SELECTED TEXT

Russia launches criminal case on genocide of Russian speakers in south-eastern Ukraine
Vladimir Markin also said at least 2,500 residents of south-eastern Ukraine have been killed as a result of attacks with use of multiple rocket launchers
MOSCOW, September 29. /ITAR-TASS/. Russia’s Investigative Committee has initiated a criminal case on genocide of the Russian-speaking population in the embattled southeast of Ukraine, the committee’s spokesman Vladimir Markin said Monday.
“The Main Investigative Directorate of the Russian Investigative Committee has launched criminal proceedings on the genocide of the Russian-speaking population living in the Lugansk and Donetsk People’s republics [Article 357 of Russia’s Criminal Code],” Markin told ITAR-TASS.
Investigators established that “in the period from April 12, 2014 until now, in violation of the 1948 Convention on the Prevention and Punishment of the Crime of Genocide [CPPCG], as well as other international legal acts condemning genocide, unidentified persons from among the top political and military leadership of Ukraine, the Ukrainian Armed Forces, National Guard and Right Sector [far-right ultranationalist organization] gave orders designed to eliminate Russian-speaking nationals residing on the territory of the Donetsk and Luhansk republics”.
Use of multiple launch rocket systems
Vladimir Markin also said at least 2,500 residents of south-eastern Ukraine have been killed as a result of multiple launch systems attacks.
“Investigators established that killings of Russian-speaking citizens were made with the use of the Grad and Uragan multiple launch rocket systems, aviation unguided rockets with cluster warheads, Tochka-U tactical missiles and other types of heavy offensive armaments of indiscriminate effect,” Markin told ITAR-TASS.
“As a result of these actions, at least 2,500 people died,” he said.
Besides, Markin added, “over 500 residential houses, utilities and life support facilities, hospitals, child, general education institutions were destroyed in the Donetsk and Luhansk [People’s] republics, as a result of which more than 300,000 residents who feared for their life and health were forced to leave their permanent places of residence and seek refuge on the territory of the Russian Federation”.

MATERIAL SHOWN
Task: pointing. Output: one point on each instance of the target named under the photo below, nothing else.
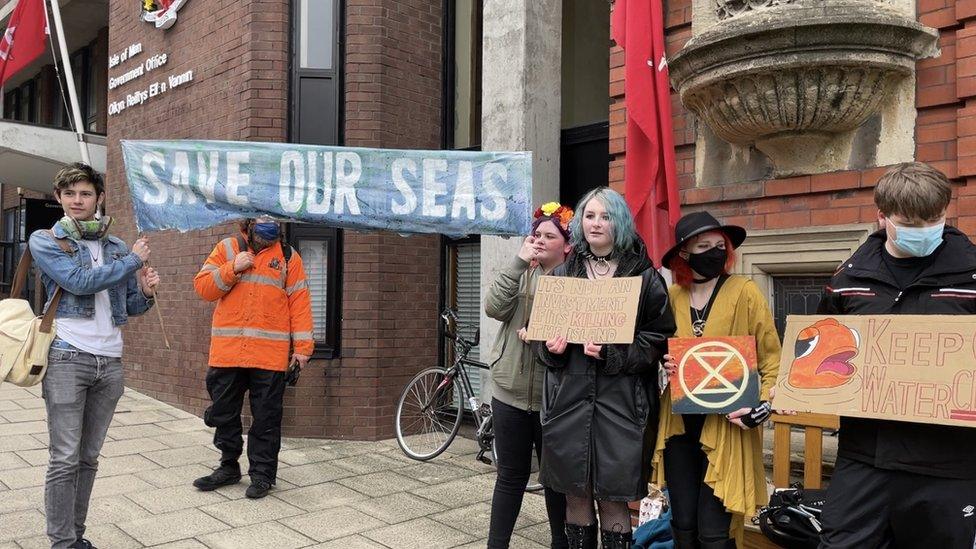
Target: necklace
(598, 264)
(698, 326)
(698, 323)
(91, 250)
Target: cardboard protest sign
(598, 311)
(919, 368)
(716, 375)
(190, 184)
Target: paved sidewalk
(330, 494)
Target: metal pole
(70, 77)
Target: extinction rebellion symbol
(162, 13)
(727, 374)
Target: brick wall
(945, 137)
(391, 283)
(229, 98)
(239, 91)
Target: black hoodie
(864, 286)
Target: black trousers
(226, 387)
(516, 433)
(695, 510)
(871, 507)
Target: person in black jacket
(599, 401)
(900, 484)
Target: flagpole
(70, 77)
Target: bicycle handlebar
(452, 332)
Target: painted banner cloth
(188, 185)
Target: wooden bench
(813, 426)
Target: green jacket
(516, 375)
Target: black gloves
(757, 415)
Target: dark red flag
(650, 177)
(25, 38)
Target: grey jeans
(80, 391)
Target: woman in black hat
(599, 411)
(712, 464)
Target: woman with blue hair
(599, 408)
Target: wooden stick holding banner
(159, 313)
(585, 311)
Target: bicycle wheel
(428, 414)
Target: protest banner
(918, 368)
(716, 375)
(187, 185)
(583, 310)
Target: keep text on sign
(919, 368)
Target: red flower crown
(562, 214)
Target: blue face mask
(266, 231)
(918, 242)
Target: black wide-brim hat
(696, 223)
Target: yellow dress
(735, 466)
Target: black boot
(224, 475)
(581, 537)
(616, 540)
(718, 544)
(684, 539)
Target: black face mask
(709, 264)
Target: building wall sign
(153, 89)
(161, 13)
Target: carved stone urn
(789, 75)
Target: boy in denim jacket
(102, 283)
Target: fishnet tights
(614, 515)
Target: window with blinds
(319, 248)
(465, 287)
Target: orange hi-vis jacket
(262, 314)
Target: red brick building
(408, 74)
(368, 73)
(945, 136)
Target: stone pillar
(521, 58)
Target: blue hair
(623, 231)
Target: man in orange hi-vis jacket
(263, 314)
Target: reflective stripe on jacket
(262, 314)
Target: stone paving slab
(269, 534)
(329, 495)
(332, 524)
(422, 532)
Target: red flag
(650, 175)
(28, 26)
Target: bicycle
(432, 405)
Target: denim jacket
(80, 282)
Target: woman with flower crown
(516, 375)
(599, 406)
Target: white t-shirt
(96, 335)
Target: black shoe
(258, 489)
(223, 476)
(581, 537)
(616, 540)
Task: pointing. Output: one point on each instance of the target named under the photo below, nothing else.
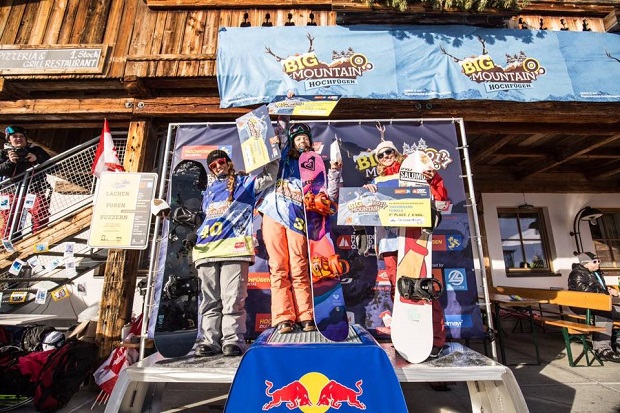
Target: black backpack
(63, 374)
(33, 336)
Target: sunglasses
(385, 153)
(218, 162)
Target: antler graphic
(484, 46)
(278, 58)
(611, 57)
(311, 48)
(381, 129)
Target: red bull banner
(366, 289)
(316, 378)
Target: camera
(21, 152)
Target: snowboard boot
(285, 327)
(319, 203)
(204, 350)
(308, 325)
(331, 267)
(232, 350)
(419, 288)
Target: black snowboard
(176, 325)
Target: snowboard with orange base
(326, 266)
(412, 314)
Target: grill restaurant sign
(51, 59)
(416, 63)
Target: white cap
(53, 340)
(384, 145)
(160, 207)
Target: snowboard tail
(177, 314)
(326, 267)
(412, 317)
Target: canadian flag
(105, 157)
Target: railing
(48, 192)
(45, 194)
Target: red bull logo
(314, 392)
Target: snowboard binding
(419, 288)
(331, 267)
(177, 286)
(360, 236)
(319, 203)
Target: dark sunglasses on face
(385, 153)
(218, 161)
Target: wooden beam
(496, 179)
(120, 272)
(235, 4)
(564, 157)
(491, 148)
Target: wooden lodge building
(541, 160)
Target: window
(525, 246)
(606, 236)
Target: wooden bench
(571, 330)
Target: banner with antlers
(417, 63)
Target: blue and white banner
(417, 63)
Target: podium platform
(492, 386)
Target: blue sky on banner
(417, 63)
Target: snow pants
(291, 297)
(224, 288)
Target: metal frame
(155, 245)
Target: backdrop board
(366, 286)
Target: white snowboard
(412, 321)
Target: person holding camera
(18, 156)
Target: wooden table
(23, 319)
(498, 300)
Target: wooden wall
(143, 42)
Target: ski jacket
(9, 169)
(283, 202)
(227, 230)
(582, 279)
(386, 238)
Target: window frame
(601, 243)
(546, 244)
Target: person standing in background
(18, 156)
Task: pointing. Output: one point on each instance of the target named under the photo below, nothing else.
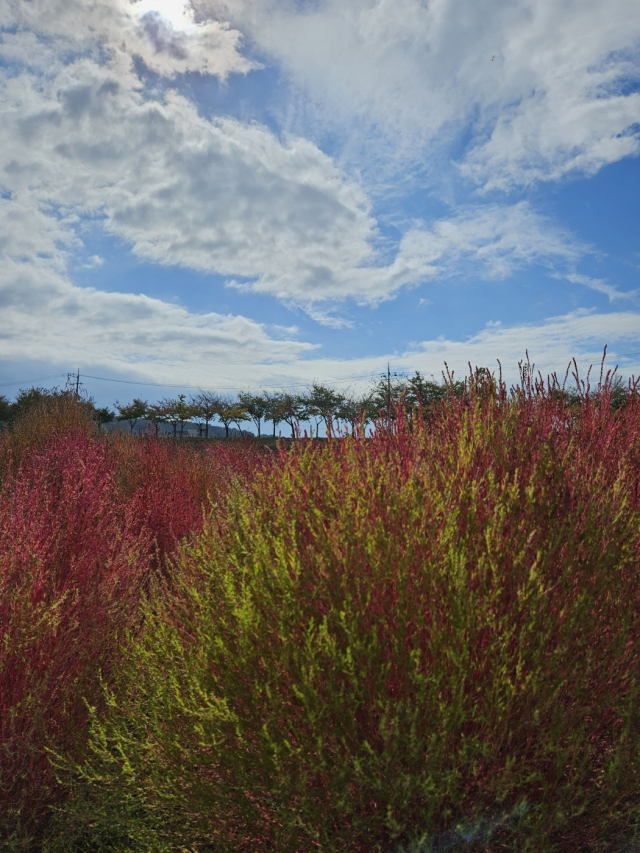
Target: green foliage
(132, 412)
(256, 406)
(383, 638)
(322, 402)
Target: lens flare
(177, 12)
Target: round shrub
(384, 637)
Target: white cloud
(210, 195)
(537, 83)
(45, 318)
(495, 239)
(211, 47)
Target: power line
(229, 388)
(27, 381)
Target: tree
(273, 410)
(322, 402)
(205, 406)
(6, 409)
(131, 413)
(103, 415)
(356, 410)
(292, 410)
(387, 393)
(231, 412)
(256, 406)
(157, 414)
(178, 412)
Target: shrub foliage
(374, 639)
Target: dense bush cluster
(359, 645)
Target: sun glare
(177, 12)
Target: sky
(246, 194)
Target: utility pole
(76, 376)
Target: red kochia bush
(72, 560)
(384, 637)
(170, 485)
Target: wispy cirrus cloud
(537, 89)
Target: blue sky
(236, 194)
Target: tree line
(319, 405)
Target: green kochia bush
(386, 637)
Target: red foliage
(71, 566)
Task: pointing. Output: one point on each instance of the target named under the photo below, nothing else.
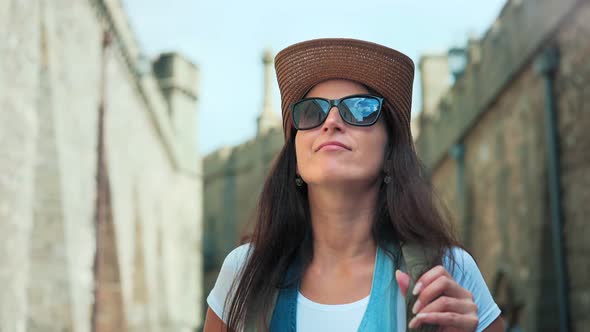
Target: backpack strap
(416, 259)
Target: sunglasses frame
(337, 102)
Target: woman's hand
(441, 301)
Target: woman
(342, 205)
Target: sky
(226, 39)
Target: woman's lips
(333, 146)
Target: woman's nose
(334, 120)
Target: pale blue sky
(226, 38)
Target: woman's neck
(342, 223)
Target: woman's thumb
(403, 280)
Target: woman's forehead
(336, 88)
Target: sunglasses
(356, 110)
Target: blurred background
(135, 136)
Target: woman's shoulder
(237, 257)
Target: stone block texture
(140, 267)
(503, 216)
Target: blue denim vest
(381, 313)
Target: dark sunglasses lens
(310, 113)
(361, 110)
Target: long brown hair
(407, 210)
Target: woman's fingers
(444, 285)
(450, 304)
(441, 301)
(446, 319)
(429, 277)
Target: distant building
(485, 141)
(100, 177)
(233, 178)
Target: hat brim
(301, 66)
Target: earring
(298, 181)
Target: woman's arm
(496, 326)
(458, 302)
(213, 323)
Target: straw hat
(301, 66)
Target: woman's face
(336, 152)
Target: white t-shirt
(313, 316)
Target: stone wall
(50, 92)
(233, 179)
(496, 112)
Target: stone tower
(267, 119)
(178, 80)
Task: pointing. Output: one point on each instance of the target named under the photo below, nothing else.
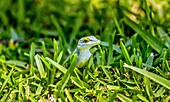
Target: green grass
(37, 39)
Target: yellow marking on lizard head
(85, 40)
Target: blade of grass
(123, 98)
(6, 80)
(164, 82)
(61, 33)
(40, 66)
(151, 40)
(125, 53)
(110, 55)
(31, 55)
(69, 72)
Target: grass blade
(40, 66)
(164, 82)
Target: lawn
(132, 62)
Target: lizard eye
(86, 40)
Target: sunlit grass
(131, 63)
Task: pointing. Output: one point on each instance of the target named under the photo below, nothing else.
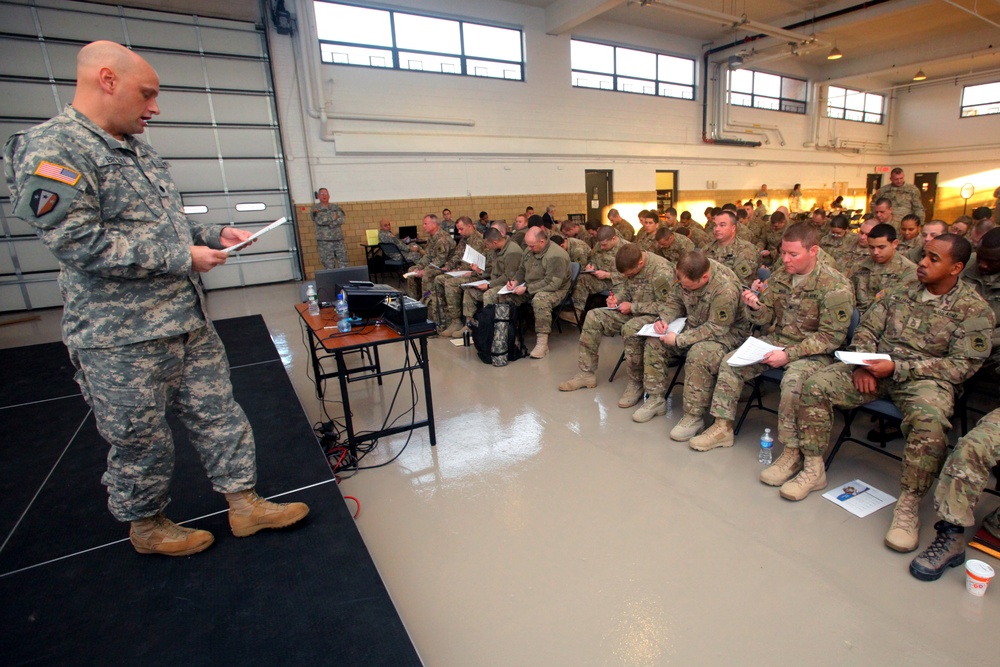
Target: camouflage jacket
(713, 312)
(506, 262)
(438, 249)
(870, 280)
(740, 256)
(680, 245)
(547, 271)
(110, 213)
(647, 290)
(329, 222)
(944, 339)
(809, 319)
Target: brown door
(927, 185)
(599, 193)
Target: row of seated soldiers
(937, 322)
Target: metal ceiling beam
(565, 15)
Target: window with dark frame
(392, 39)
(760, 90)
(981, 100)
(629, 70)
(856, 105)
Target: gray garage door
(218, 128)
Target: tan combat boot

TASKS TO CARRY OUT
1. According to the news item, which article of Russia's Criminal Code covers the criminal proceedings?
2. Reproduce the news item from "Use of multiple launch" up to and including "launch systems attacks.", swapping "residents" for "inhabitants".

SOLUTIONS PER TASK
1. Article 357

2.
Use of multiple launch rocket systems
Vladimir Markin also said at least 2,500 inhabitants of south-eastern Ukraine have been killed as a result of multiple launch systems attacks.